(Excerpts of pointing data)
========

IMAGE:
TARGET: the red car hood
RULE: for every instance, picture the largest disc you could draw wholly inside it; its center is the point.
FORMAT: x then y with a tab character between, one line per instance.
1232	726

========

Exercise brief: Write the listing out again, exactly as shown above.

The output:
IMAGE:
TARGET: the red car hood
RULE: for every instance, picture the largest disc you could draw wholly inside it; its center is the point.
FORMAT: x then y with a tab character between, one line per instance.
1232	726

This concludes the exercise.